• _Exercise brief_: Pick out every line in the items below that contains the string "coral" and copy each one. Case counts.

• _Input rows_:
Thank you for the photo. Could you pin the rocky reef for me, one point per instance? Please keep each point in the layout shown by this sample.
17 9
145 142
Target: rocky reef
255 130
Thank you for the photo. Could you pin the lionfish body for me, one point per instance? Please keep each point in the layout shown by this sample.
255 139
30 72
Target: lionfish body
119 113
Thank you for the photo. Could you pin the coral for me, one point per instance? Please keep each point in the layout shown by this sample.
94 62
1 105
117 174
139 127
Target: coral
---
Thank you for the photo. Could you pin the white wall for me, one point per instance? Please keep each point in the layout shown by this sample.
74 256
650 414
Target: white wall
...
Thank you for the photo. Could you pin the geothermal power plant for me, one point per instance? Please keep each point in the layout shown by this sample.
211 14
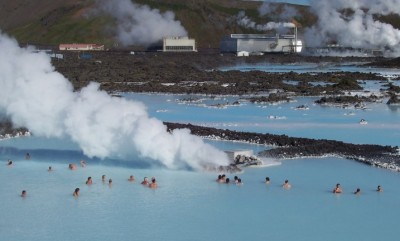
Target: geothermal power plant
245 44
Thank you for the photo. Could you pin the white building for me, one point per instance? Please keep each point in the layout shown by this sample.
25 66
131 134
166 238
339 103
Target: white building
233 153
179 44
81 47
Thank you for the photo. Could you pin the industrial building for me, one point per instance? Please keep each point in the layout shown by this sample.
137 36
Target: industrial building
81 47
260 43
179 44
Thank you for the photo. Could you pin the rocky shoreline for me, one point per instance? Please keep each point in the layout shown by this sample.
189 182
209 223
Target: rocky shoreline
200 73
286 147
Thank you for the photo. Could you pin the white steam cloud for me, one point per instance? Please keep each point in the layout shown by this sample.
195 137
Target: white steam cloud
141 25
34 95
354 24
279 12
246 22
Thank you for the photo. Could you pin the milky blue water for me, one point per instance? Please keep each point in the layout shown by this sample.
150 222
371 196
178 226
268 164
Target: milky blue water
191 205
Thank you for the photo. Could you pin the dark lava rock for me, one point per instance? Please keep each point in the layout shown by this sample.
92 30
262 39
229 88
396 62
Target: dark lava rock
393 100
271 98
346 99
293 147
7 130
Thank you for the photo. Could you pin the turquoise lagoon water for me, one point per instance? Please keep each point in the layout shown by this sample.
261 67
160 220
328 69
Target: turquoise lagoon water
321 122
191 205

• _Correct response_:
Thank you for the photo. Could you pin the coral for me, one point per instance? Please keep each point in the layout shown by this sample.
Target: coral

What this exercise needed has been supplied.